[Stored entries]
— start —
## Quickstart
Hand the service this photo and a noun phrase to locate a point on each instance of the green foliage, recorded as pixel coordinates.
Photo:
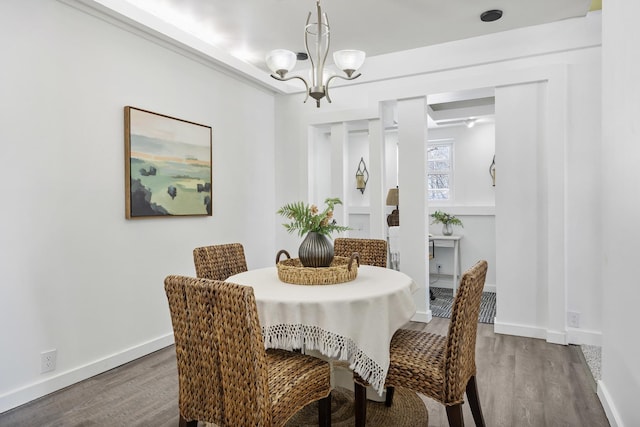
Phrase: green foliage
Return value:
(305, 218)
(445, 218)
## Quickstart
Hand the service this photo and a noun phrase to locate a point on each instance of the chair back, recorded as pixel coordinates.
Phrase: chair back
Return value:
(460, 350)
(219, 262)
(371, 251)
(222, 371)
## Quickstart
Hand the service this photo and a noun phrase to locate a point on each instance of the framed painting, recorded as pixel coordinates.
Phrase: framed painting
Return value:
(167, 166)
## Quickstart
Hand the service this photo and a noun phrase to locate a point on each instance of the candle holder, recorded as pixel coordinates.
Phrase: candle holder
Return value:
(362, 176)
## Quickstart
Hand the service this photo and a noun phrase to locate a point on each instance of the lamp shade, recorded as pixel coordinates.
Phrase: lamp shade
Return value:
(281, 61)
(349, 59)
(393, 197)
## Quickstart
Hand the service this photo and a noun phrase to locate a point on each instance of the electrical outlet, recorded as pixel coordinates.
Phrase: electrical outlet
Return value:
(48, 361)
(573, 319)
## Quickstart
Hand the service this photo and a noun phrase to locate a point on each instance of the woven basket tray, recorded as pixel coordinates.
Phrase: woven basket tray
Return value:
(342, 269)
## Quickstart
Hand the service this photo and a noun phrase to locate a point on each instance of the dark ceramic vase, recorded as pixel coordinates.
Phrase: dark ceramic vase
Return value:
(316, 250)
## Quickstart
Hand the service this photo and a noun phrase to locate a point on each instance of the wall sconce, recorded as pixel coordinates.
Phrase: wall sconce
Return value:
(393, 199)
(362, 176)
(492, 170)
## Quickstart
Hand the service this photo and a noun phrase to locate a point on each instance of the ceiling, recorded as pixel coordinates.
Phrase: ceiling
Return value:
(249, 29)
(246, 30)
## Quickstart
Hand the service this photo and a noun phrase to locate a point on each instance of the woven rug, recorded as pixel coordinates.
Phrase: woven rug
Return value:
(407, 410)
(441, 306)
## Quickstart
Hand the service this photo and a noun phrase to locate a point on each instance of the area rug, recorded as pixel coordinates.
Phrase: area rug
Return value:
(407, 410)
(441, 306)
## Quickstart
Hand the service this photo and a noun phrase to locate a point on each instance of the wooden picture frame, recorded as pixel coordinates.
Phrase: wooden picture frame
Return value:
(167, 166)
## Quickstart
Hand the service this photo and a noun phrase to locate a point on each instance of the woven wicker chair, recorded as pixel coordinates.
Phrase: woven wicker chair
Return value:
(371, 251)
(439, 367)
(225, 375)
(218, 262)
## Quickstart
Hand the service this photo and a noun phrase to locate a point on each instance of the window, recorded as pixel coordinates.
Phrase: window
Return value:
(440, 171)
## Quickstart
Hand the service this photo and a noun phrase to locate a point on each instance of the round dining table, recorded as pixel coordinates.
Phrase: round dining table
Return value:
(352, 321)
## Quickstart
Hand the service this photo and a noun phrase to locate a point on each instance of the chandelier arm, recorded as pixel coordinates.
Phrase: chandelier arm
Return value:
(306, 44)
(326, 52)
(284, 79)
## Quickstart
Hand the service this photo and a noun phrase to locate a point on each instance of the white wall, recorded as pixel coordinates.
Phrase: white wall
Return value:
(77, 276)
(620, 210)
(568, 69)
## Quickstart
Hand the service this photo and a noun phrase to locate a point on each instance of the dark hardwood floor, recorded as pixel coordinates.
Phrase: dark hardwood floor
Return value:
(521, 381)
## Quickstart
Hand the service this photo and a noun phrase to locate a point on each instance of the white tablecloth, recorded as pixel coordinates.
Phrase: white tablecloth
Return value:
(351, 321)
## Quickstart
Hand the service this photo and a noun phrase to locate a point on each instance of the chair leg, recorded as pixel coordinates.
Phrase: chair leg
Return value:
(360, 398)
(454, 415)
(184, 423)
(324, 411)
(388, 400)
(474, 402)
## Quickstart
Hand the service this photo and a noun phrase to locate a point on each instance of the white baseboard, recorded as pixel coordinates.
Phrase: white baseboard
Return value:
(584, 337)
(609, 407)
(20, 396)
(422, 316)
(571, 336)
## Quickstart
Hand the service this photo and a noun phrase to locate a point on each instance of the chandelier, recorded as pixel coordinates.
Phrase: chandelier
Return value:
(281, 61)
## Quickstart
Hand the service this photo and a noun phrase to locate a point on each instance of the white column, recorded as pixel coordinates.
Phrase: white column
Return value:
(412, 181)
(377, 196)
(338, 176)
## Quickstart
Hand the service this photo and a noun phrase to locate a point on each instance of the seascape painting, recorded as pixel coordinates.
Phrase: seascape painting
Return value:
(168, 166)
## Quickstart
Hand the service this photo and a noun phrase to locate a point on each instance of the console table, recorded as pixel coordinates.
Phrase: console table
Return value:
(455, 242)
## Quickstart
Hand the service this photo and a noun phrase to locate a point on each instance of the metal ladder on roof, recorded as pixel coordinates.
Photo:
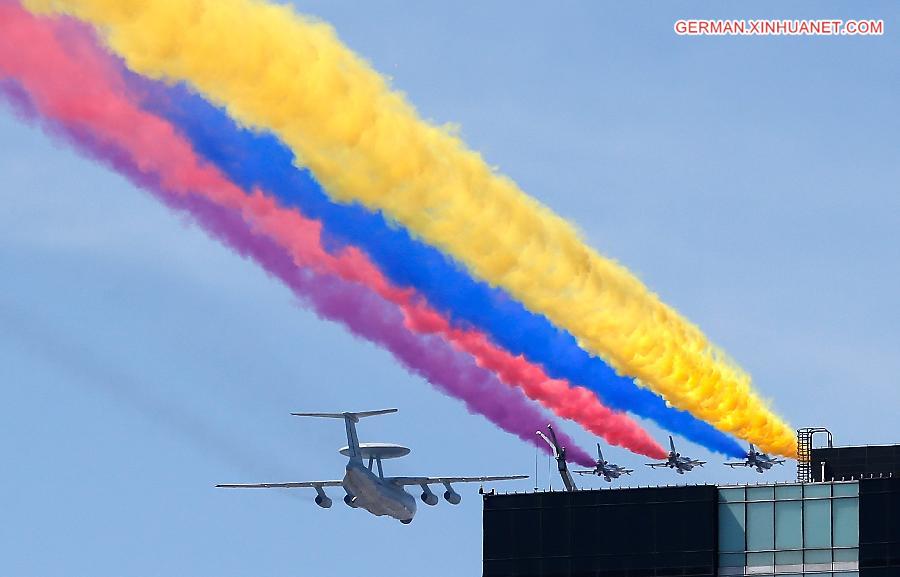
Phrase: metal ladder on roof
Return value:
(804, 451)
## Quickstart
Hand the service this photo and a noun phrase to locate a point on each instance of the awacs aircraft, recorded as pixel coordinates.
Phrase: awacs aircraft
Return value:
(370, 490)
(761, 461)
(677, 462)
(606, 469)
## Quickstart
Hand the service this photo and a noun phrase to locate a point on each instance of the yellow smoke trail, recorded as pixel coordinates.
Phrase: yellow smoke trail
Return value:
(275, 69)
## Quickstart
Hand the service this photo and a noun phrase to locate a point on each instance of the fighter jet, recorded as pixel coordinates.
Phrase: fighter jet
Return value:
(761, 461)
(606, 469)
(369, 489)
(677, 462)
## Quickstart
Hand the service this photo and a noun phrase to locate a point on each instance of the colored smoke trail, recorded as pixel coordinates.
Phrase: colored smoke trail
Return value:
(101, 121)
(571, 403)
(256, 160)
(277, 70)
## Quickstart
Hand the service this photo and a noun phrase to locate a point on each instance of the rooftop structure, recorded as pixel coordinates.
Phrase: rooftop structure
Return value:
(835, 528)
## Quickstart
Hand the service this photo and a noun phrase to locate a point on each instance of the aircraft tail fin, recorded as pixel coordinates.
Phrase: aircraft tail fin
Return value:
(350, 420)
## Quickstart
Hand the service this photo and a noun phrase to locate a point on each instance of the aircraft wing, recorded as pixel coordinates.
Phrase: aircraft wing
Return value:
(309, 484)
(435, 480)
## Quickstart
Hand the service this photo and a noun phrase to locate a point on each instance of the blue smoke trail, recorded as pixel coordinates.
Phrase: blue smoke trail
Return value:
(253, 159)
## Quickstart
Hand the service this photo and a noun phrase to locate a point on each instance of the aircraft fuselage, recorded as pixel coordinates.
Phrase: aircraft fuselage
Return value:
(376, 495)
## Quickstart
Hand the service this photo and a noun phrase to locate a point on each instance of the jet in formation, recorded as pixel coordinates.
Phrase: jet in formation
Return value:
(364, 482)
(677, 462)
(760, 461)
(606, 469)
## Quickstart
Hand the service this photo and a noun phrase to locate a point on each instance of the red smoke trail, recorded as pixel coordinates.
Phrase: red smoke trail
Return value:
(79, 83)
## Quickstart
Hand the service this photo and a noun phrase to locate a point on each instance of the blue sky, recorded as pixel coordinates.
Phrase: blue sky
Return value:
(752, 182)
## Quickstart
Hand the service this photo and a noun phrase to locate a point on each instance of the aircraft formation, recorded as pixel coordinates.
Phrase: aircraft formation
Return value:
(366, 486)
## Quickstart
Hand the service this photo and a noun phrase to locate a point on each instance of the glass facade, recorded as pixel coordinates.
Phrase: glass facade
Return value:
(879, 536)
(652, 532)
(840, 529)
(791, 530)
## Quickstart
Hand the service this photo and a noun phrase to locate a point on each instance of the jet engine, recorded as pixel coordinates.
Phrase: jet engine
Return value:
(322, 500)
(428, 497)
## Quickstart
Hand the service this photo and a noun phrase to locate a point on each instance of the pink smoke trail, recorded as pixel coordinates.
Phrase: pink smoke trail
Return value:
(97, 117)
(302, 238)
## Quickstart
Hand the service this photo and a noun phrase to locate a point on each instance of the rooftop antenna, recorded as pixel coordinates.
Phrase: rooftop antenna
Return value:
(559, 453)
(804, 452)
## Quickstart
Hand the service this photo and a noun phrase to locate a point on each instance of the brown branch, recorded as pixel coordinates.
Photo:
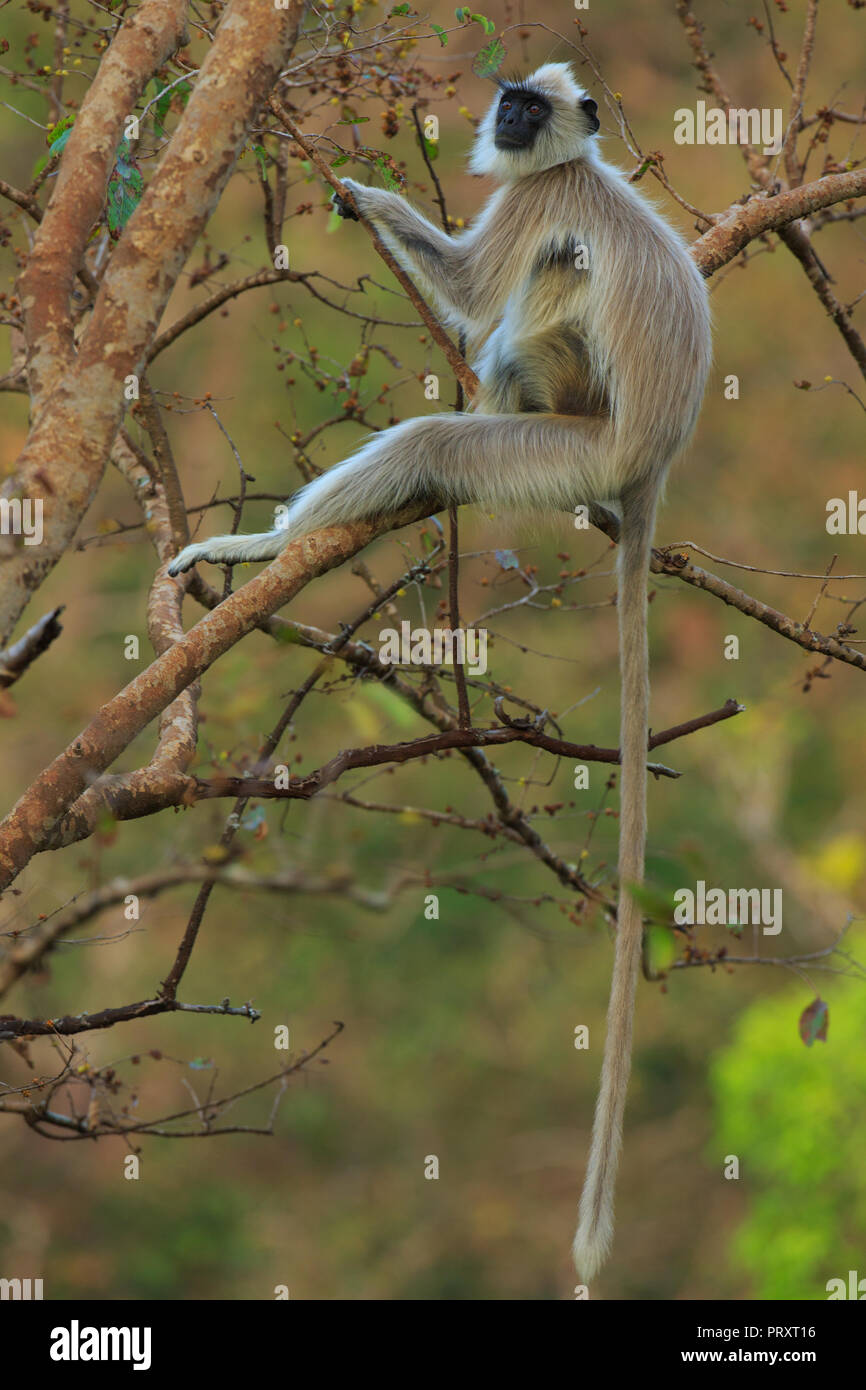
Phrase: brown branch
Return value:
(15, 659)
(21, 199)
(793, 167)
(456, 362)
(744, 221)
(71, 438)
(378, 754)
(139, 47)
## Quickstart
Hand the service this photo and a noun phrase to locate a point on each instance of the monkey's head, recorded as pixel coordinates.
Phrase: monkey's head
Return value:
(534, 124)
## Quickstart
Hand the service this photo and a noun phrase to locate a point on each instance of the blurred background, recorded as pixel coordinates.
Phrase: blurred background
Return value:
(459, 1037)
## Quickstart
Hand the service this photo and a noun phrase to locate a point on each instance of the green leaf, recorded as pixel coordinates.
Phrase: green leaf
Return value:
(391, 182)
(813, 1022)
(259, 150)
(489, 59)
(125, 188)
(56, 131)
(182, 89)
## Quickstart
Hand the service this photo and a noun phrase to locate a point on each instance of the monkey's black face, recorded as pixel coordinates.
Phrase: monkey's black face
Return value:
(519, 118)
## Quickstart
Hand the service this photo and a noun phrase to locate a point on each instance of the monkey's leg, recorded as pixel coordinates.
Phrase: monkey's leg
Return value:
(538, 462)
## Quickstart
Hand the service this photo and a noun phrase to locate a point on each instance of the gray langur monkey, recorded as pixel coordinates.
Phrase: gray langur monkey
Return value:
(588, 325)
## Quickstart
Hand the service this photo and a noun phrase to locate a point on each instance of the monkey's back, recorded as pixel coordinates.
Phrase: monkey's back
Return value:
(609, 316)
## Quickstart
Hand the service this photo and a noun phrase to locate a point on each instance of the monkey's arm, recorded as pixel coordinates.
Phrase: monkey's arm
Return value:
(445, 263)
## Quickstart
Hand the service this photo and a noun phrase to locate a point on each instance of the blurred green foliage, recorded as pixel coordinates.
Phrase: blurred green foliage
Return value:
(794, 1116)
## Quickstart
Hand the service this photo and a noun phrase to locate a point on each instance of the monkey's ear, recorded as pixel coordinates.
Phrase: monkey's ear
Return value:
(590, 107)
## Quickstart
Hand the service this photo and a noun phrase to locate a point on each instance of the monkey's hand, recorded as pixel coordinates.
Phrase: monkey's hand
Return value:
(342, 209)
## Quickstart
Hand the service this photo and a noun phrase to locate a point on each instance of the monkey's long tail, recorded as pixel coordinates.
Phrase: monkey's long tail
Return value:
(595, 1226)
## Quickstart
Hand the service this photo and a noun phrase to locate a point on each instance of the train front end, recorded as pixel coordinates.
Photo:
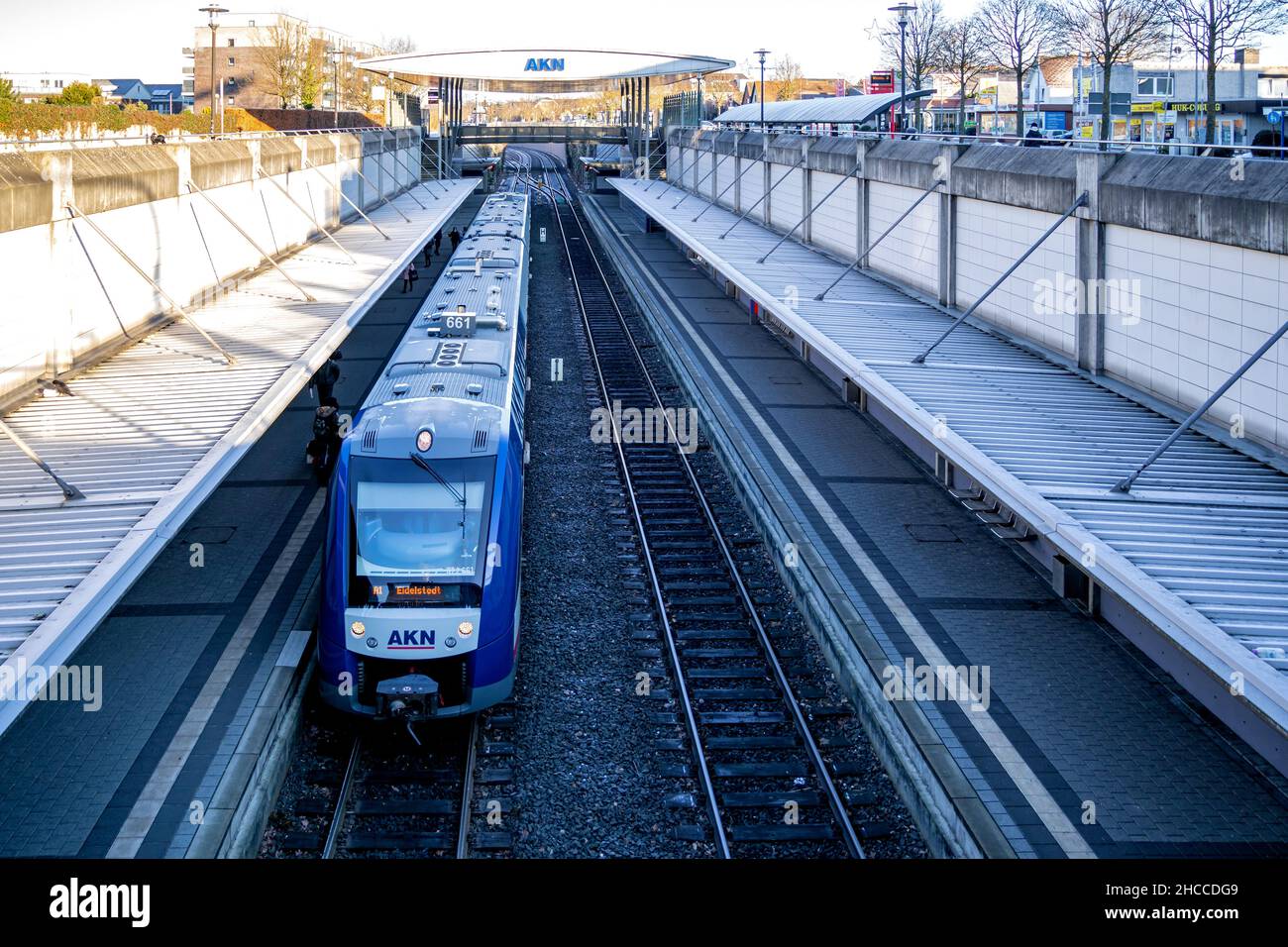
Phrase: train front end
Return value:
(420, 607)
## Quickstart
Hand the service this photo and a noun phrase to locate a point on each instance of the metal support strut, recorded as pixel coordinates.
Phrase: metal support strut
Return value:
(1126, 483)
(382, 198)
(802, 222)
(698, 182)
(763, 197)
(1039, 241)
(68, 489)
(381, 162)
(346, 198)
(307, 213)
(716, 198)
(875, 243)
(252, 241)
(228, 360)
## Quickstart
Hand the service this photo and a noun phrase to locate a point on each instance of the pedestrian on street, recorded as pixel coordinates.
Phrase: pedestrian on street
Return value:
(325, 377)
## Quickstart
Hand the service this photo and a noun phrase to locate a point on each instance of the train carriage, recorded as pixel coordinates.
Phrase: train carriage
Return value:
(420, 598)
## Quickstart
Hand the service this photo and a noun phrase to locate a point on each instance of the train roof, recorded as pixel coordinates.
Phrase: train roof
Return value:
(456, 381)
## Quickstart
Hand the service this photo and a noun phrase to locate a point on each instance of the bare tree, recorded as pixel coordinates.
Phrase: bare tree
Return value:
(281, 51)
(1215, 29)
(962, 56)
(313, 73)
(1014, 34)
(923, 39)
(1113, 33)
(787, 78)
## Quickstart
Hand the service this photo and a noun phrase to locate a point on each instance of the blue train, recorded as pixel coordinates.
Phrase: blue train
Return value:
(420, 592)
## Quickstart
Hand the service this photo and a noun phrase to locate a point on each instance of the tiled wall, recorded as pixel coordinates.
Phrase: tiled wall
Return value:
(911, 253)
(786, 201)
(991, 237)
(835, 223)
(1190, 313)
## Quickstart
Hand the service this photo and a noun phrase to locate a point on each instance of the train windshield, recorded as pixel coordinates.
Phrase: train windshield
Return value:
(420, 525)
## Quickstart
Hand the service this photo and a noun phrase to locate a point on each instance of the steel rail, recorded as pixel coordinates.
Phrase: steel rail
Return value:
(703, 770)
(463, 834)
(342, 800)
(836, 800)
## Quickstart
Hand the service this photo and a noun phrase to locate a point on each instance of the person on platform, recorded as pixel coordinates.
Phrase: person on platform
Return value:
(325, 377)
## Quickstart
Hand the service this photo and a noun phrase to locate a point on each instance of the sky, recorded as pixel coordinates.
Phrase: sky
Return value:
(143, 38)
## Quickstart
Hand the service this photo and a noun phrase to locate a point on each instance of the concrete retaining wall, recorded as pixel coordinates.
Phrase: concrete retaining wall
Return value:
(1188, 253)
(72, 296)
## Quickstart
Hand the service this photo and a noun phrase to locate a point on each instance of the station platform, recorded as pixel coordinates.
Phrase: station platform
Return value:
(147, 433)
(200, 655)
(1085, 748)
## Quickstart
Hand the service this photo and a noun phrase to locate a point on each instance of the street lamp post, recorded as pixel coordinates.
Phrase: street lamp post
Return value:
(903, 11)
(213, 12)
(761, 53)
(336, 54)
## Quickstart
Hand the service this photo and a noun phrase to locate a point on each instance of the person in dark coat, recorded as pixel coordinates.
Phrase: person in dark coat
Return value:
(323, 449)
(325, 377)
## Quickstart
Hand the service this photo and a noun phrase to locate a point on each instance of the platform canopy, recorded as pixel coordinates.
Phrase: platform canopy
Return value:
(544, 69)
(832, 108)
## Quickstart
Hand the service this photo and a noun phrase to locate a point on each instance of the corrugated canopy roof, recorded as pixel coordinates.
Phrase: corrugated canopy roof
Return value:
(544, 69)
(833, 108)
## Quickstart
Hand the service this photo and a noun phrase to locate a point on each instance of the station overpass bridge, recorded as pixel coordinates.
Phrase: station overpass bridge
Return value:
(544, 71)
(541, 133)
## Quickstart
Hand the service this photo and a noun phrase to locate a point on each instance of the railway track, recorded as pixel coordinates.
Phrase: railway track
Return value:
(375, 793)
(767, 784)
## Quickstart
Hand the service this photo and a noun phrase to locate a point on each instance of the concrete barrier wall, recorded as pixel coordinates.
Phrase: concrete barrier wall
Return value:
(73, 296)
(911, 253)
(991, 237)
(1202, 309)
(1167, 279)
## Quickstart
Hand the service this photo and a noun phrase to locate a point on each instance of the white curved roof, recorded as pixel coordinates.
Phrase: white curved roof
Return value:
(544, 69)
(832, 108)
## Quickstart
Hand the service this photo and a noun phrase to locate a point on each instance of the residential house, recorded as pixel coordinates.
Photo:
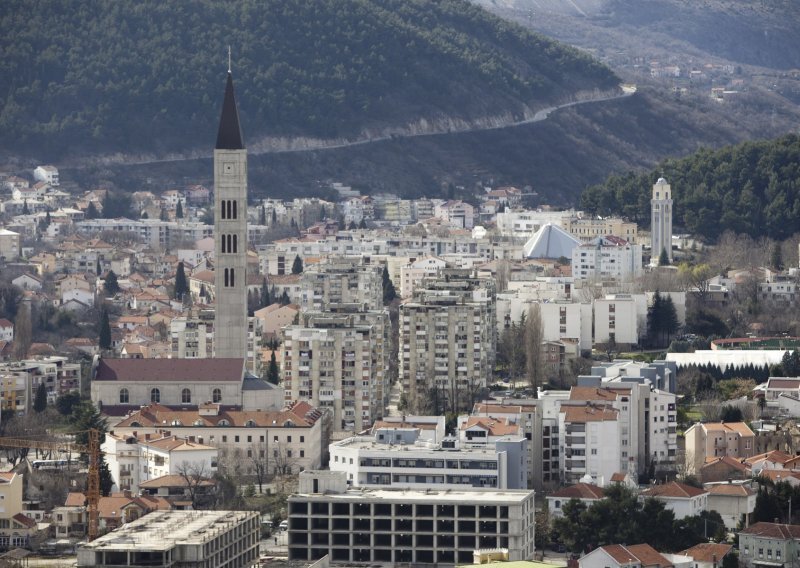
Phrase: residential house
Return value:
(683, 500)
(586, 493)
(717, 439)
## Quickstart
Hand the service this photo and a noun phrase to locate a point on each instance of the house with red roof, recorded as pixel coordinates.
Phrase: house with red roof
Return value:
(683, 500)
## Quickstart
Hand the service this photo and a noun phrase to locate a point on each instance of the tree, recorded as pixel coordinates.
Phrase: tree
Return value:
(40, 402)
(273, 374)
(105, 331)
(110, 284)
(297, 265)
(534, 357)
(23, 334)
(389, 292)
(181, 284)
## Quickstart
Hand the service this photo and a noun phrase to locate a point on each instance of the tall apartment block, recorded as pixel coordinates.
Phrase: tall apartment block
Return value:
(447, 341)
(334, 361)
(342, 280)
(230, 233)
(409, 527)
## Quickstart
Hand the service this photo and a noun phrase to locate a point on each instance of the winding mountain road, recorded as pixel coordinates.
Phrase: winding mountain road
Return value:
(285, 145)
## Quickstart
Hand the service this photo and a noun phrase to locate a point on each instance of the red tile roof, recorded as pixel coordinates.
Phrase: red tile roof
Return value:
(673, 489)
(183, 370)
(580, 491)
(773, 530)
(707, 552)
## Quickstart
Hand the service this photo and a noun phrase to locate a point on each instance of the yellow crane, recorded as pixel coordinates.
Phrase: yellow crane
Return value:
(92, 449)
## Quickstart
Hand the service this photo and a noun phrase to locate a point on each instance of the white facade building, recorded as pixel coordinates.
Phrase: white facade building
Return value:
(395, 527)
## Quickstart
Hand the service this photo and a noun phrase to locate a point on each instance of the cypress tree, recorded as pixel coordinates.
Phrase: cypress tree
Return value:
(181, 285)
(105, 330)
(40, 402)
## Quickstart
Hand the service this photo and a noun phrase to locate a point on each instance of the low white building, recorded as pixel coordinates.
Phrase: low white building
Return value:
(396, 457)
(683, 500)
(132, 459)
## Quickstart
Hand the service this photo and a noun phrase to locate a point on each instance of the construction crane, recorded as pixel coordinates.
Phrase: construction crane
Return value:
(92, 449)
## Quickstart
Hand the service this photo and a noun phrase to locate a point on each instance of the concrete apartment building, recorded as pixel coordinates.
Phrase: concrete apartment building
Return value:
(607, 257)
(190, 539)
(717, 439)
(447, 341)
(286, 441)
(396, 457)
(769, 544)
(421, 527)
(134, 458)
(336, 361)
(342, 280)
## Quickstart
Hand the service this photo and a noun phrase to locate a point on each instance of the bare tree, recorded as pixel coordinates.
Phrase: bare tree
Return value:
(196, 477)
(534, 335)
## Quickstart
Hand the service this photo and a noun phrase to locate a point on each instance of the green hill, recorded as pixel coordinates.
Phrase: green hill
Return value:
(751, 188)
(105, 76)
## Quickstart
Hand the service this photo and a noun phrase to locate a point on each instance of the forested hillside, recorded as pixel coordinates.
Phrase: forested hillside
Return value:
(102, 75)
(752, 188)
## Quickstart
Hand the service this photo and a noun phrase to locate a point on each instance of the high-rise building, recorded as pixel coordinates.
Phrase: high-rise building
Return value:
— end —
### [Short exercise]
Pick out every line in the records above that contains the word "tiled", and copy each one in full.

### [Complete response]
Hand the service this photo and a noun phrase to locate a point on each instance of the tiled wall, recorded as pixel coordinates.
Phrase: tiled wall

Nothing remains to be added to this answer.